##### RECORDS PROVIDED

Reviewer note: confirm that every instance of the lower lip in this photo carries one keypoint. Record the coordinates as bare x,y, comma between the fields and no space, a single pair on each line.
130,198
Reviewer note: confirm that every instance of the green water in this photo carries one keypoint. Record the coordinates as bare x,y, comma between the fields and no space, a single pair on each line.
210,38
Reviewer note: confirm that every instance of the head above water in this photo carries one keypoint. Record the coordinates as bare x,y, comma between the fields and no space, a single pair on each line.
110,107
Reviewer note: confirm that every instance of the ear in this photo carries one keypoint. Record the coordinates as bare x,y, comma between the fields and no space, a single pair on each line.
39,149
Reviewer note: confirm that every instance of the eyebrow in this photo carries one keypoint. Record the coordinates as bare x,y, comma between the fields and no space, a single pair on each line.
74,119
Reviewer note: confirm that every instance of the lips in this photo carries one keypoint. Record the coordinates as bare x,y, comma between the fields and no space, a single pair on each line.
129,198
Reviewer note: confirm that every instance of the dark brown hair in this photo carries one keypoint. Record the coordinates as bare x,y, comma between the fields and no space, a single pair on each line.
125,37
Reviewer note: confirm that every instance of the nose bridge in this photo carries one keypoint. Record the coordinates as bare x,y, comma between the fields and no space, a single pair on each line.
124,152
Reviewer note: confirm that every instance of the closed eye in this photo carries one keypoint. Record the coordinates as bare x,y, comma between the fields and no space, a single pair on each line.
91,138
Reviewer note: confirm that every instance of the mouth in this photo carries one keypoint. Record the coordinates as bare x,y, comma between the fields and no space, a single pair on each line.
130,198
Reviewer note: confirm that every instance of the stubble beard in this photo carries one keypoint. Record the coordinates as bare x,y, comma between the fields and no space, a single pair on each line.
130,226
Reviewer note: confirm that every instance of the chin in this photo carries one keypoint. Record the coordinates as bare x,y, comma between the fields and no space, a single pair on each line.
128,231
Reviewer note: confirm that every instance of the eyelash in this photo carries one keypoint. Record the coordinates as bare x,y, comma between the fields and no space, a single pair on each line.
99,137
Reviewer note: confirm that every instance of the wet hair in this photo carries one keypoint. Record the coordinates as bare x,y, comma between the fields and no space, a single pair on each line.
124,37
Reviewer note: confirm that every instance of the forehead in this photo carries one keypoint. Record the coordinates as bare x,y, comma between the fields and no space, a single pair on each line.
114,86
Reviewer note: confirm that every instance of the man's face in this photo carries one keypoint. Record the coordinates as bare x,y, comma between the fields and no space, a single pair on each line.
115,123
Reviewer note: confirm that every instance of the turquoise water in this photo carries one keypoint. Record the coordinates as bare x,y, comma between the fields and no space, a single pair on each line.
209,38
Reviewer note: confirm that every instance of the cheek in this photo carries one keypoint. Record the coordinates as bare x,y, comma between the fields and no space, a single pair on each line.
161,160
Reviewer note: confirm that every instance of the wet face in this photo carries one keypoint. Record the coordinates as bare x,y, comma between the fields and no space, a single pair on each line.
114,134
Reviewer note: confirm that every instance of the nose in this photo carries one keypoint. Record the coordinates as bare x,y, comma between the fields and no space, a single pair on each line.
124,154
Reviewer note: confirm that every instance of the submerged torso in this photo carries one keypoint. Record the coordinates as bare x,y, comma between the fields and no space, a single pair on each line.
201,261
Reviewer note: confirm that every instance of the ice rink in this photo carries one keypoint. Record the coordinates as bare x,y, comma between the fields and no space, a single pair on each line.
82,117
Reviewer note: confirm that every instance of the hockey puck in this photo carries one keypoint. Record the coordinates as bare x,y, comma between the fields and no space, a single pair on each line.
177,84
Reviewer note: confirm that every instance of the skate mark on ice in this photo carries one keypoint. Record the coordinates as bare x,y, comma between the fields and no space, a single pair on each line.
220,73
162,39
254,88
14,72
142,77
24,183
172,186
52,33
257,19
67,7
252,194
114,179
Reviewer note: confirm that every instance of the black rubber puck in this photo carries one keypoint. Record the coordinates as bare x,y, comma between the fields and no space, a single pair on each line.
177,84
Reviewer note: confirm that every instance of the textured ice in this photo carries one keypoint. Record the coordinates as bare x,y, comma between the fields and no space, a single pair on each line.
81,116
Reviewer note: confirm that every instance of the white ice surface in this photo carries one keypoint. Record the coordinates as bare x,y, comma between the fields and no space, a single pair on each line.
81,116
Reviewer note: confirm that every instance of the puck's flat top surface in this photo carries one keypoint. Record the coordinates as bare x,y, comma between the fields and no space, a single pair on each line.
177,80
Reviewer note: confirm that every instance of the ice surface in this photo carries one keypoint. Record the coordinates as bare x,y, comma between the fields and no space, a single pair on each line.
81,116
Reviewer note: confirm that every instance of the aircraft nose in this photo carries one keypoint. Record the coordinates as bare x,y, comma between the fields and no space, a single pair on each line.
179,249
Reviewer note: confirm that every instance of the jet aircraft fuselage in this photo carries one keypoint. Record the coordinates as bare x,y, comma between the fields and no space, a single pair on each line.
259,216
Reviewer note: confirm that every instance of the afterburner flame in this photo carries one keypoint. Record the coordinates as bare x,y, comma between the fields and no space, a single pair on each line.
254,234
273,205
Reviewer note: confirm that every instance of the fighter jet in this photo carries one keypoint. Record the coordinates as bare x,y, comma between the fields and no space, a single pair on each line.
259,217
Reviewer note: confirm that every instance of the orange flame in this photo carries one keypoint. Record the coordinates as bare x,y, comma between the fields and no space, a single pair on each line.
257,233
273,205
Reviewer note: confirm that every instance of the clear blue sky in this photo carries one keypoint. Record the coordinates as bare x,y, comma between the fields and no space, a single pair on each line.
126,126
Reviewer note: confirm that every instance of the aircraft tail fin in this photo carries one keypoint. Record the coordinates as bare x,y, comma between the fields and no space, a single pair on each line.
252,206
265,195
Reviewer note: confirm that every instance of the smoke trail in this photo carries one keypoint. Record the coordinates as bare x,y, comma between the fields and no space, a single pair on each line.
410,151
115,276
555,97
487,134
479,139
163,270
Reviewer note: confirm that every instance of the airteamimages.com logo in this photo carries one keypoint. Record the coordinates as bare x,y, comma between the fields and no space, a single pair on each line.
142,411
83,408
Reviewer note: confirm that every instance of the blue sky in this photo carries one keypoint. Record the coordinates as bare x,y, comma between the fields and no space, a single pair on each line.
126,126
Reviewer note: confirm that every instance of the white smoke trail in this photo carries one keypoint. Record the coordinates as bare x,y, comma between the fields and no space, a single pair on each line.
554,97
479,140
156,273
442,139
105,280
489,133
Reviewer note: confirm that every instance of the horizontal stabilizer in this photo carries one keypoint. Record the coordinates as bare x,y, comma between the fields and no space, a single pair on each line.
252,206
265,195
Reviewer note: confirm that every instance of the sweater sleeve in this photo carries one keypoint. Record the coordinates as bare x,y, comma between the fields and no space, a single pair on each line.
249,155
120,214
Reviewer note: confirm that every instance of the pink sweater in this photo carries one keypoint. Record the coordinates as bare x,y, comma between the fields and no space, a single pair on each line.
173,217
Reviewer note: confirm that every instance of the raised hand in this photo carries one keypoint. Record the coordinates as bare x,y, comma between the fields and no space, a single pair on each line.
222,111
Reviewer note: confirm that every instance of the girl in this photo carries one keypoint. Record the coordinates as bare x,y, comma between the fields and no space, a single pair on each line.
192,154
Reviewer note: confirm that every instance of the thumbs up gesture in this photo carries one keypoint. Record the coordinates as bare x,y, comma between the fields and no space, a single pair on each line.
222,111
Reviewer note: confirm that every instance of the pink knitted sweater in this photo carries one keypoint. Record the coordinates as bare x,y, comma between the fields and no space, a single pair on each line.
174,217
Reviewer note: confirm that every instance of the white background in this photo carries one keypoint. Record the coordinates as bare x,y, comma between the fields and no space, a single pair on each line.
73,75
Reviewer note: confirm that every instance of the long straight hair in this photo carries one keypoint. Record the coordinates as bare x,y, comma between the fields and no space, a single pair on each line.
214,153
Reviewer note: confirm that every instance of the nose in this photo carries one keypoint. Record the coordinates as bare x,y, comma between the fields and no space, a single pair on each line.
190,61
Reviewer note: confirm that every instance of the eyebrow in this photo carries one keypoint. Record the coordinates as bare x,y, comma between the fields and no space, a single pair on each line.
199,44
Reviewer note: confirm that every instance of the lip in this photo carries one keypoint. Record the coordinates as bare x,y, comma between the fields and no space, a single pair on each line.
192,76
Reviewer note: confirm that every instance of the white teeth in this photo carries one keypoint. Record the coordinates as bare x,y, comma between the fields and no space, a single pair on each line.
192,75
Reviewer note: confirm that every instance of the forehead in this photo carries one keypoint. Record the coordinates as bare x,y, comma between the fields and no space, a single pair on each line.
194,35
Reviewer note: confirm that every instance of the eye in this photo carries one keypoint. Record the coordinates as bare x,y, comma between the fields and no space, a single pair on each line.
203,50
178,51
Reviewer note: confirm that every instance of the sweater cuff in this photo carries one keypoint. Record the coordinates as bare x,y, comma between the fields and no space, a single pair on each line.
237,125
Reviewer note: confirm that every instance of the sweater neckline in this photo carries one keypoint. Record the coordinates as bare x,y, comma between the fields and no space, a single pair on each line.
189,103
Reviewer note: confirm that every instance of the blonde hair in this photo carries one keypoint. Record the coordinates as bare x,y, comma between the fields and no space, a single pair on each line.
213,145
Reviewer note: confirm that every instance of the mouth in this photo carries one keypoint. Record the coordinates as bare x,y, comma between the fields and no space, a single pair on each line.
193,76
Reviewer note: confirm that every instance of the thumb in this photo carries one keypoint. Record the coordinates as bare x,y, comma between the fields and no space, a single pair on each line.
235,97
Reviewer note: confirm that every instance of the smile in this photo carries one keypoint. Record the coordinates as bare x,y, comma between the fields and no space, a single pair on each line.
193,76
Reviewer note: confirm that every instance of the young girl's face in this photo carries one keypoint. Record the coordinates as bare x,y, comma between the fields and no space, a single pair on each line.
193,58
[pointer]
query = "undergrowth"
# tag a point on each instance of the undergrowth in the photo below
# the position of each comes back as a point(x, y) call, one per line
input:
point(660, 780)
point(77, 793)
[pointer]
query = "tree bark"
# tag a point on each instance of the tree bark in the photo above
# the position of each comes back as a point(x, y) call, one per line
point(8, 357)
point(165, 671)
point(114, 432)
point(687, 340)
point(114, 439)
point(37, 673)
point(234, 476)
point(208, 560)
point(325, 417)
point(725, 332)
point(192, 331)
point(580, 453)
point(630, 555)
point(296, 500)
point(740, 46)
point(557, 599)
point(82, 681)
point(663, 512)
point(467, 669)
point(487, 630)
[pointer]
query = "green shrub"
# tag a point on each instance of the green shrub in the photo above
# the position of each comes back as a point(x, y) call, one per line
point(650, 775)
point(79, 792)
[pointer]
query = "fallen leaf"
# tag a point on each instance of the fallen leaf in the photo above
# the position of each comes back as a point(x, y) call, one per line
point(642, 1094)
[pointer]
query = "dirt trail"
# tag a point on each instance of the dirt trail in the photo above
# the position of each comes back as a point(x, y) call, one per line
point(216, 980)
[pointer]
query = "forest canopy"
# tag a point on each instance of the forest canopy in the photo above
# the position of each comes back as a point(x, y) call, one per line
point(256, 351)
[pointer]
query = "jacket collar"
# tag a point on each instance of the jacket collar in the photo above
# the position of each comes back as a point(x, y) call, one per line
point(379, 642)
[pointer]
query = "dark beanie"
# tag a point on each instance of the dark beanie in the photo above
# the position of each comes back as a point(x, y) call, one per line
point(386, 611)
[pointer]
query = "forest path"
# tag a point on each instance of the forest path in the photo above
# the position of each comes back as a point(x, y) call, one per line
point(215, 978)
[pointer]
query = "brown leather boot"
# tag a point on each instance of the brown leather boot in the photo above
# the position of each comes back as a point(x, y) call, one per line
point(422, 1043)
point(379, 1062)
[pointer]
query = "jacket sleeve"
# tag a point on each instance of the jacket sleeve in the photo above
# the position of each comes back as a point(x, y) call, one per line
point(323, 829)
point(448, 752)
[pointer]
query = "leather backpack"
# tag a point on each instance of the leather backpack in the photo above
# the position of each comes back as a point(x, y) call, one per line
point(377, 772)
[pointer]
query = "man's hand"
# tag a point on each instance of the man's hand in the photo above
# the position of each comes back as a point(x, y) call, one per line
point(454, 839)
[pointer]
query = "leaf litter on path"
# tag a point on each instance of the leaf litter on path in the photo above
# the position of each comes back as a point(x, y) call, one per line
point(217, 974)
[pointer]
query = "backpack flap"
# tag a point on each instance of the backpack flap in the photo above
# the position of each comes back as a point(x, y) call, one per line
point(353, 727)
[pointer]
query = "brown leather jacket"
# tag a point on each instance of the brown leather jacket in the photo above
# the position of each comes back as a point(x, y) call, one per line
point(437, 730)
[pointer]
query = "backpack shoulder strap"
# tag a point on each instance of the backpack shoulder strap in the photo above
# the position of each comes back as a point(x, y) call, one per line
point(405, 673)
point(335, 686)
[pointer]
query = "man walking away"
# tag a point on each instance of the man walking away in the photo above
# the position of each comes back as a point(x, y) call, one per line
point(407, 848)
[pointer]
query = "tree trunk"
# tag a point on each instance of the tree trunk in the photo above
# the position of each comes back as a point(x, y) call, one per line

##########

▶ [PROBLEM DESCRIPTION]:
Identify every line of the records above that contains the word "forest", and copy each of those lines in full.

▶ [ANSWER TO THIS PROBLEM]:
query = "forest canopy"
# tag a point on each instance of the forest canopy in the photo above
query = "forest path"
# tag a point on each instance of the forest path in the photo above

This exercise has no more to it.